Material for the task START
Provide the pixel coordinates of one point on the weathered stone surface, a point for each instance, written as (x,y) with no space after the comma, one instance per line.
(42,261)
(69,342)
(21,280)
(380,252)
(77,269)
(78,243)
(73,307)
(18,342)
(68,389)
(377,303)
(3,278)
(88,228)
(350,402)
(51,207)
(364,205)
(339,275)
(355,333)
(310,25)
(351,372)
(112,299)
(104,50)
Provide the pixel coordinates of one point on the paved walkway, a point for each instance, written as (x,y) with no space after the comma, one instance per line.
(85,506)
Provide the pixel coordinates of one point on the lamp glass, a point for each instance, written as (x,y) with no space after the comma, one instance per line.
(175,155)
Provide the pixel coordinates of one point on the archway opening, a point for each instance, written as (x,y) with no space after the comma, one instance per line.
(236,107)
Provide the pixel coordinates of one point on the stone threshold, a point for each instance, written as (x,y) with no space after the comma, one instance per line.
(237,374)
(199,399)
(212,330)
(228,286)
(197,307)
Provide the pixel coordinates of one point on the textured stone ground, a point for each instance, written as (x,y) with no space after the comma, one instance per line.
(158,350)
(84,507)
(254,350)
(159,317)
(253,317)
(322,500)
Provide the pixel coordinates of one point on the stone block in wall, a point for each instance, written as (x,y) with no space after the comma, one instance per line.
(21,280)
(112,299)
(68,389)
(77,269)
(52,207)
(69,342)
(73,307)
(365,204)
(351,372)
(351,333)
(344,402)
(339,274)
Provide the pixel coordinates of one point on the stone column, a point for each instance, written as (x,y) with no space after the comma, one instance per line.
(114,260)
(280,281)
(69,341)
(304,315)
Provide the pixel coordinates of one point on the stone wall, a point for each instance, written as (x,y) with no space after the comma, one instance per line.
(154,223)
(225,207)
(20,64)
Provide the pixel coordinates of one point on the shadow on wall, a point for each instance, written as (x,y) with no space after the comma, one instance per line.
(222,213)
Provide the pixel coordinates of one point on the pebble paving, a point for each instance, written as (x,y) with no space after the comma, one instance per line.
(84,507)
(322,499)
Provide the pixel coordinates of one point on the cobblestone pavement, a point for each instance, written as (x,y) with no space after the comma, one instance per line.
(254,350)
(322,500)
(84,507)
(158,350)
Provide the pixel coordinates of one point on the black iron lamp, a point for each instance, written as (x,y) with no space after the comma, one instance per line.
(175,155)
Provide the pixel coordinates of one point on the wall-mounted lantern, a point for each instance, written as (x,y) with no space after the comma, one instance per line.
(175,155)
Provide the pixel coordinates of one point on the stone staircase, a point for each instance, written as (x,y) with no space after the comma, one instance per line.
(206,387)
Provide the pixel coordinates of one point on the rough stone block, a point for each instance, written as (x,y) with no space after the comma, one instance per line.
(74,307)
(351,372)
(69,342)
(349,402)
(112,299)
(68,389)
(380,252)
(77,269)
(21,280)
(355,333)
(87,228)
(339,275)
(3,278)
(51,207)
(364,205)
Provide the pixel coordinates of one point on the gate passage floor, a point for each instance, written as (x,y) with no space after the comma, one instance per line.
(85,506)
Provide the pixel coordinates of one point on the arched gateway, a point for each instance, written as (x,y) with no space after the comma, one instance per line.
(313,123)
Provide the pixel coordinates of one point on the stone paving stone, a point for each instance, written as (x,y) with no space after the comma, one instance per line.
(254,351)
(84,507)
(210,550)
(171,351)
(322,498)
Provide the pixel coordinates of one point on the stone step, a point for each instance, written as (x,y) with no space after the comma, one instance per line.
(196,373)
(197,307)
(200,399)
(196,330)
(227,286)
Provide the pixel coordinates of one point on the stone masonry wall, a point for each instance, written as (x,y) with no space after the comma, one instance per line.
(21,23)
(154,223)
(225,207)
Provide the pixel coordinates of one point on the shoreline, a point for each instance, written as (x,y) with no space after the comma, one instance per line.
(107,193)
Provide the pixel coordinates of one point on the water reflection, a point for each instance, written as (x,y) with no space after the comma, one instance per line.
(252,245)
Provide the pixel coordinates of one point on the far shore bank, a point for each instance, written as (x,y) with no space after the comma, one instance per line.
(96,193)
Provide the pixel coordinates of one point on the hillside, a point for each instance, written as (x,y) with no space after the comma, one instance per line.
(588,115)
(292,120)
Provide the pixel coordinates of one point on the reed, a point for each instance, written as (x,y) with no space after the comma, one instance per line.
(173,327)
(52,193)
Material for the task END
*About this exercise*.
Everything in the listing must be returned word for word.

*Answer box*.
Provide the pixel coordinates of one point on the weathered stone surface, a point for each instance, written as (x,y) with no space after the comma, one instance per line.
(42,261)
(69,342)
(21,280)
(380,252)
(77,269)
(78,243)
(73,307)
(18,342)
(68,389)
(377,303)
(3,278)
(88,228)
(350,402)
(51,207)
(364,205)
(339,275)
(355,333)
(310,25)
(351,372)
(112,299)
(104,50)
Provide the pixel coordinates of one point on the paved walkway, a point for each instance, written as (x,y) with no space after the comma, one instance per line.
(85,506)
Provide the pixel coordinates of one point on the lamp glass, a point for each instance, written as (x,y) with no space after the comma, one instance per line.
(175,155)
Provide the pixel coordinates of one point on the archway opening, a point for each instance, written as (x,y) with no space after the comma, one instance per line.
(236,107)
Provide the pixel coordinates of one point on the stone threshold, a point for each instance, written as (x,y) with no space after the comma, one instance per line.
(237,374)
(199,399)
(212,330)
(228,286)
(197,307)
Provide the pixel coordinates of one point on the textured stone ground, a point for each instance, written as (x,y) with no space after the comma, one instance per line.
(158,350)
(84,507)
(254,350)
(159,317)
(253,317)
(322,500)
Provide the pixel coordinates of one point on the stone block in wall, a point for each instance, written as (x,y) with no space after the comma, one instance per line.
(21,280)
(112,299)
(68,389)
(77,269)
(52,207)
(69,342)
(73,307)
(365,204)
(351,372)
(351,333)
(344,402)
(339,274)
Provide the pixel coordinates of one point on the stone column, a point for each instance, written as (x,y) with no space after the comma, one instance per line.
(114,260)
(280,281)
(69,341)
(304,315)
Provide the pixel coordinates of one point on the stone wall, a point for each instance, written as (x,y) with no space after the comma, one instance per line.
(154,223)
(225,207)
(20,64)
Provide the pixel coordinates of one point on the shadow on wall, a point for each instance, written as (x,y) with no space after the comma, one instance per line.
(222,213)
Provide the pixel coordinates of one point on the pebble paving, a point for each instance, written as (x,y) with no space after the comma, one instance per line.
(84,507)
(322,499)
Provide the pixel coordinates of one point on the cobblestone pavement, a point for each instance, written as (x,y) with no space after the comma, one instance per line.
(254,350)
(322,500)
(84,507)
(158,350)
Provide the pixel coordinates of one point on the black iron lamp, a point for each instance, written as (x,y) with no space after the comma, one instance per line.
(175,155)
Provide the pixel coordinates of one point on the wall-mounted lantern, a point for each instance, written as (x,y) with no space after the comma, one instance per line.
(175,155)
Provide the pixel coordinates of one point on the stone staircase, a point for each instance, written as (x,y) with no space after the comma, one instance per line.
(206,387)
Provide the pixel coordinates of one point on the rough stone block, a point for each instance, written as (x,y) with no space after the comma, one instance per line.
(74,307)
(351,372)
(69,342)
(349,402)
(112,299)
(68,389)
(380,252)
(77,269)
(21,280)
(355,333)
(87,228)
(339,275)
(3,278)
(51,207)
(364,205)
Provide the pixel coordinates of one point on the gate passage floor, a point for each instance, written as (x,y) with no space after the comma, one instance per line.
(85,506)
Provide the pixel coordinates of one point on the arched gateway, a point for each instance, written as (x,y) with no space after the comma, one instance per line.
(313,123)
Provide the pixel coordinates of one point on the stone paving stone, a point for each instance, written as (x,y) with no space after the comma, one instance per line.
(254,351)
(84,507)
(210,550)
(171,351)
(322,498)
Provide the pixel coordinates of one point on the stone step, a point for each instance, written as (x,y) with no space after the comma, one instance per line.
(196,373)
(197,307)
(200,399)
(196,330)
(227,286)
Provide the pixel coordinates of one point on the stone masonry wall, a point for each instance, written as (x,y) with no space after the comma, one instance per line.
(21,23)
(154,223)
(225,207)
Provide the pixel coordinates of one point on the shoreline, a point for each instance, written as (x,y) with no space after the comma, one instance per line.
(107,193)
Provide the pixel coordinates of one point on the water reflection, a point for each instance, written as (x,y) with no space after the comma, one instance per line.
(252,245)
Provide the pixel coordinates of one point on the far shore bank, a point for each instance, written as (x,y) with no space after the comma, one instance per line.
(96,193)
Provide the pixel coordinates of one point on the hillside, a point for each instance, written as (x,y) with no space after the comma, one instance per line.
(588,115)
(292,120)
Provide the pixel coordinates of one point on the reed, a point for each instance, written as (x,y) with no space after the comma, one instance per line.
(173,327)
(52,193)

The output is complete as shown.